■ EXERCISE AIM: Can you quote the records below in full, word for word?

-- -- --

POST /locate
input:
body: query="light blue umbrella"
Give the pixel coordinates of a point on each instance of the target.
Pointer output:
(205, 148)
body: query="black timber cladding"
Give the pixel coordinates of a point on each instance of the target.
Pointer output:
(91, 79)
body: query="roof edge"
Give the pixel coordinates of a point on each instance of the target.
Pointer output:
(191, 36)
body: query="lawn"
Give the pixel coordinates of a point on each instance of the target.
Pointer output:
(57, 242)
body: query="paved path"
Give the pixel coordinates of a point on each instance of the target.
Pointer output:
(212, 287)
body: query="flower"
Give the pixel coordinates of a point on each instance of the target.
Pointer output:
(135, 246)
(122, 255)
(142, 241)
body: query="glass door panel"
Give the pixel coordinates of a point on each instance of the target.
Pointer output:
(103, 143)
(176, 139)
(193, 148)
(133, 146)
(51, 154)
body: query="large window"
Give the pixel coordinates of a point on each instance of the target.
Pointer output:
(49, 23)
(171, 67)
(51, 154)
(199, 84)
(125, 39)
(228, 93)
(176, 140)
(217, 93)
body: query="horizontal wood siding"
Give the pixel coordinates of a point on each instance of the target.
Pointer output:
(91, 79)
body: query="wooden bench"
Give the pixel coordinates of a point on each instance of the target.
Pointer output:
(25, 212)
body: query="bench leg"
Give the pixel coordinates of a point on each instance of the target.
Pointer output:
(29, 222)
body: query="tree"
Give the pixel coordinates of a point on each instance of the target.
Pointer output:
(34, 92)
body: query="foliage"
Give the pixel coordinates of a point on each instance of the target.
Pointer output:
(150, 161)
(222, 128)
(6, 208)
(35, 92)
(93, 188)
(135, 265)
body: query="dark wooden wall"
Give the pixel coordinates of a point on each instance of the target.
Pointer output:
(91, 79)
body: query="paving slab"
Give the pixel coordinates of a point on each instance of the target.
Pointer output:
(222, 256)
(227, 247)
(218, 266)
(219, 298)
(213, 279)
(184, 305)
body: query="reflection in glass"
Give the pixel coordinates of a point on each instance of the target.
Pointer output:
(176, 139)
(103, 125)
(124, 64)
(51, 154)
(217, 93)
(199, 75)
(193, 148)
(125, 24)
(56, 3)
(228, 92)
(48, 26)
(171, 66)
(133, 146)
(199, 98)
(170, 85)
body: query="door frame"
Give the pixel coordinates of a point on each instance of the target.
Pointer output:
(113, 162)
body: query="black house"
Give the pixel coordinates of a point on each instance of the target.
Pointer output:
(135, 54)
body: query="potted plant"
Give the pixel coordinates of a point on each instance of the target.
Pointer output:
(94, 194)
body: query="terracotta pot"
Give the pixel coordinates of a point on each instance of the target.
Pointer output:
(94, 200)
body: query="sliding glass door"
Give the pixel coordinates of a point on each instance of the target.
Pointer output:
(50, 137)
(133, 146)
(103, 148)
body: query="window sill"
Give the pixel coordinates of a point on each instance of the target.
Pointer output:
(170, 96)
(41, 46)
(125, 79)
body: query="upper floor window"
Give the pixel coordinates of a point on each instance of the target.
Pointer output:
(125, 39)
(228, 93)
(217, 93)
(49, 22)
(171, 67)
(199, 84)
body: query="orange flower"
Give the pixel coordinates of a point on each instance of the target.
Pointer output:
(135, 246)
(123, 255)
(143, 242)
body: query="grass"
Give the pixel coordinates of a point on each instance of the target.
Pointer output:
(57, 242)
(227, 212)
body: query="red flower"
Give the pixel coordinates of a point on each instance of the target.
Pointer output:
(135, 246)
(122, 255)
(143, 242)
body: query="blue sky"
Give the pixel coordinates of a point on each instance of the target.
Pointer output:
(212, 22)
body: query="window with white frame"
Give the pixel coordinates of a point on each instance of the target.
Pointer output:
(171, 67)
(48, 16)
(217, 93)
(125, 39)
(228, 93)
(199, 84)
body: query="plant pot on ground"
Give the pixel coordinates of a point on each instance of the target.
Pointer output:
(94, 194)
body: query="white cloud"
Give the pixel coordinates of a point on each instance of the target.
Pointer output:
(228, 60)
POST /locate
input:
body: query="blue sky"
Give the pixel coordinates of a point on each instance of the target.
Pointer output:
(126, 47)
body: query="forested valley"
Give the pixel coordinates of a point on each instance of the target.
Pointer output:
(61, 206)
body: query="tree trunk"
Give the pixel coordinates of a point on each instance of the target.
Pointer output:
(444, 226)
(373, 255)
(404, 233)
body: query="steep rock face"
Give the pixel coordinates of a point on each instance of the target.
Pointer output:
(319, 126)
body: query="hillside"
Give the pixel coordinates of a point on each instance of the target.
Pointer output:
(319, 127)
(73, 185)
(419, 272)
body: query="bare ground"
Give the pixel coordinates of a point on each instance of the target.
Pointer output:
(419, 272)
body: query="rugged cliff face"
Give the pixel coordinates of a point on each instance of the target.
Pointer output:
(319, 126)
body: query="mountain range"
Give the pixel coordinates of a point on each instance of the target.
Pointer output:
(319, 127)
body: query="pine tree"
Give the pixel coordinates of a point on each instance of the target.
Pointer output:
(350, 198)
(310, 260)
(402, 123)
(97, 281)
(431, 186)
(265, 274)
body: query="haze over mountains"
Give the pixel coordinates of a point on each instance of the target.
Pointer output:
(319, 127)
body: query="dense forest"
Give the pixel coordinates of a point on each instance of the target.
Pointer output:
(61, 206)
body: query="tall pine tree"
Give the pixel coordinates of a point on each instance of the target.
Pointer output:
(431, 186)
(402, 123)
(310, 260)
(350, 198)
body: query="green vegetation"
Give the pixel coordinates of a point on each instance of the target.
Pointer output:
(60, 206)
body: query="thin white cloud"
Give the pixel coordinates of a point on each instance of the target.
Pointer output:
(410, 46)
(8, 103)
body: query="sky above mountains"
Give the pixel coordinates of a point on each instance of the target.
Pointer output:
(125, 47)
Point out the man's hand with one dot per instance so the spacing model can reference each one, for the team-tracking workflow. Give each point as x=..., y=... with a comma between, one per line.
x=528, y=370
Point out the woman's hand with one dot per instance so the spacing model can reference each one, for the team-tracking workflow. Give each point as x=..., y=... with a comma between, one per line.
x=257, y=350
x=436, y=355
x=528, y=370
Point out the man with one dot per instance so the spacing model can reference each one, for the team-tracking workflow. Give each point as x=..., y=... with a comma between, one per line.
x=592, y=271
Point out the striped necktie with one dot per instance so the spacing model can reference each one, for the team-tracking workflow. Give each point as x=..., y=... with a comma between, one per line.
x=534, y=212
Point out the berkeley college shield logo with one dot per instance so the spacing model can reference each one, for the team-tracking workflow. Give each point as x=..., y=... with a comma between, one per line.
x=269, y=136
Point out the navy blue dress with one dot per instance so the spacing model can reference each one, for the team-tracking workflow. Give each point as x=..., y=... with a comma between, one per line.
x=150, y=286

-- -- --

■ TASK ANSWER:
POST /locate
input:
body: query="light blue umbrella"
Give the pixel coordinates of a point on each instance of the target.
Pointer output:
(205, 148)
body: query="black timber cladding"
Give the pixel coordinates of a point on each instance of the target.
Pointer output:
(91, 79)
body: query="roof edge"
Give the pixel coordinates of a point on each instance of the target.
Pointer output:
(191, 36)
body: query="lawn"
Give the pixel coordinates of a point on each instance of the target.
Pointer output:
(57, 242)
body: query="paved path"
Give the pixel coordinates of a point on each instance of the target.
Pointer output:
(212, 287)
body: query="flower"
Give the pixel coordinates of a point on each instance of the target.
Pointer output:
(135, 246)
(122, 255)
(142, 241)
body: query="glass door panel"
Give the pixel coordinates of a point on each instance of the target.
Pointer output:
(103, 143)
(176, 139)
(193, 148)
(133, 146)
(51, 154)
body: query="large window"
Give the pixel coordinates of a point on each instance of the target.
Pointer output:
(49, 23)
(171, 67)
(51, 154)
(199, 84)
(125, 39)
(228, 93)
(176, 140)
(217, 93)
body: query="horizontal wood siding"
Give the pixel coordinates of a point on each instance of the target.
Pointer output:
(91, 79)
body: query="wooden bench"
Give the pixel coordinates of a point on each instance of the target.
Pointer output:
(25, 212)
body: query="bench leg"
Give the pixel coordinates of a point on each instance of the target.
Pointer output:
(29, 222)
body: query="tree"
Give the pixel coordinates of a point on each instance of the target.
Pointer output:
(34, 92)
body: query="foliage"
Give the pixel coordinates of a point on each instance of the target.
Pointer output:
(150, 161)
(222, 128)
(6, 208)
(35, 92)
(93, 188)
(135, 265)
body: query="dark wooden wall"
Give the pixel coordinates of a point on each instance of the target.
Pointer output:
(91, 79)
body: query="paving slab"
Give the pixel coordinates of a point on each instance of the target.
Pointer output:
(222, 256)
(227, 247)
(218, 266)
(219, 298)
(213, 279)
(184, 305)
body: query="reflection in glass"
Give the pixel coordinates of a point on each instance of the target.
Pointer output:
(176, 139)
(103, 125)
(124, 64)
(51, 154)
(217, 93)
(199, 75)
(193, 148)
(125, 24)
(56, 3)
(228, 92)
(48, 26)
(171, 66)
(133, 146)
(199, 98)
(170, 85)
body: query="door frame"
Give the pixel coordinates of a point on each instance of the target.
Pointer output:
(113, 162)
body: query="black house"
Give the pixel coordinates of a point on each instance of the target.
Pointer output:
(135, 54)
body: query="potted plant"
Give the pixel coordinates of a point on each instance of the target.
Pointer output:
(94, 194)
body: query="terracotta pot"
Give the pixel coordinates of a point on each instance of the target.
Pointer output:
(94, 200)
body: query="sliding glass door"
Give the pixel coordinates of a point on each instance of the target.
Pointer output:
(50, 137)
(133, 146)
(103, 148)
body: query="window sill"
Give the pixel coordinates of a point on each instance of the target.
Pointer output:
(170, 96)
(41, 46)
(125, 79)
body: query="upper floor window"
Give the pixel coordinates of a point on each instance of the target.
Pointer output:
(125, 39)
(228, 93)
(217, 93)
(49, 22)
(171, 67)
(199, 84)
body: query="orange flower"
Give the pixel coordinates of a point on each instance of the target.
Pointer output:
(135, 246)
(123, 255)
(143, 242)
body: query="grass"
Give the pixel coordinates of a point on each instance of the target.
Pointer output:
(57, 242)
(227, 212)
body: query="red flower"
Give the pixel coordinates of a point on each instance of the target.
Pointer output:
(135, 246)
(122, 255)
(143, 242)
body: query="blue sky"
Give the pixel coordinates of a point on each instance of the target.
Pointer output:
(212, 22)
body: query="window with white frame"
Give the pixel coordinates of a point on each instance of the target.
Pointer output:
(171, 67)
(48, 16)
(217, 93)
(125, 39)
(228, 93)
(199, 84)
body: query="plant pot on ground"
Give the pixel coordinates of a point on each instance of the target.
Pointer output:
(94, 194)
body: query="white cloud"
Give the pixel coordinates of a point on each instance of the target.
Pointer output:
(228, 60)
POST /locate
input:
body: query="blue sky"
Give the pixel coordinates of a point on each instance of the target.
Pointer output:
(126, 47)
body: query="forested valley"
Give the pixel coordinates of a point on each instance of the target.
Pointer output:
(61, 206)
body: query="tree trunk"
Give the pixel coordinates of a point on each instance of the target.
Pointer output:
(444, 226)
(373, 255)
(404, 233)
body: query="steep rock face"
Give the pixel coordinates of a point on each instance of the target.
Pointer output:
(319, 126)
body: query="hillside"
Give the pixel coordinates of a point on each instance of the target.
Pointer output:
(319, 127)
(73, 185)
(419, 272)
body: query="bare ground"
Give the pixel coordinates of a point on each instance of the target.
Pointer output:
(419, 272)
body: query="rugged cliff face"
Give the pixel coordinates of a point on each instance of the target.
Pointer output:
(319, 126)
body: query="mountain range"
Give the pixel coordinates of a point on each instance of the target.
Pointer output:
(319, 127)
body: query="pine tree"
Give the pixel coordinates of a point on each instance of the target.
Pointer output:
(350, 198)
(310, 260)
(402, 123)
(97, 281)
(431, 186)
(265, 274)
body: query="haze over mountains"
Give the pixel coordinates of a point on each instance of the target.
Pointer output:
(319, 127)
body: query="dense forest"
Give the pixel coordinates of a point on each instance of the target.
Pointer output:
(61, 206)
body: query="tall pine tree"
Give the pixel coordinates of a point on each instance of the target.
Pointer output:
(431, 186)
(402, 123)
(310, 260)
(350, 198)
body: query="green vegetation"
Give the pixel coordinates of a point on each instance of the target.
Pointer output:
(60, 206)
body: query="thin white cloud"
Give the pixel coordinates of a point on each instance of the target.
Pointer output:
(410, 46)
(8, 103)
body: query="sky above mountains"
Give the pixel coordinates of a point on each instance of the target.
Pointer output:
(125, 47)
Point out the man's hand with one dot per instance so the spacing model can reference each one, for the team-tracking workflow. Give each point as x=..., y=... with a comma between, one per line.
x=528, y=370
Point out the woman's hand with one dot per instance so the spacing model can reference each one, for the team-tracking workflow. Give each point as x=..., y=... with a comma between, one per line.
x=257, y=350
x=436, y=355
x=528, y=370
Point out the man with one dot per instance so the spacing model can reference each one, for the team-tracking workflow. Give each point as x=..., y=... with a comma between, one per line.
x=592, y=271
Point out the striped necktie with one dot per instance so the spacing model can reference each one, for the team-tracking workflow. Give each point as x=..., y=... with a comma between, one per line.
x=534, y=212
Point out the berkeley college shield logo with one dot per instance so the spacing model can reference each one, for the team-tracking workflow. Give each point as x=..., y=... with a comma between, one per line.
x=269, y=136
Point out the navy blue dress with one dot per instance so the spacing model can reference each one, for the team-tracking workflow. Give each point as x=..., y=... with a comma between, one per line.
x=150, y=286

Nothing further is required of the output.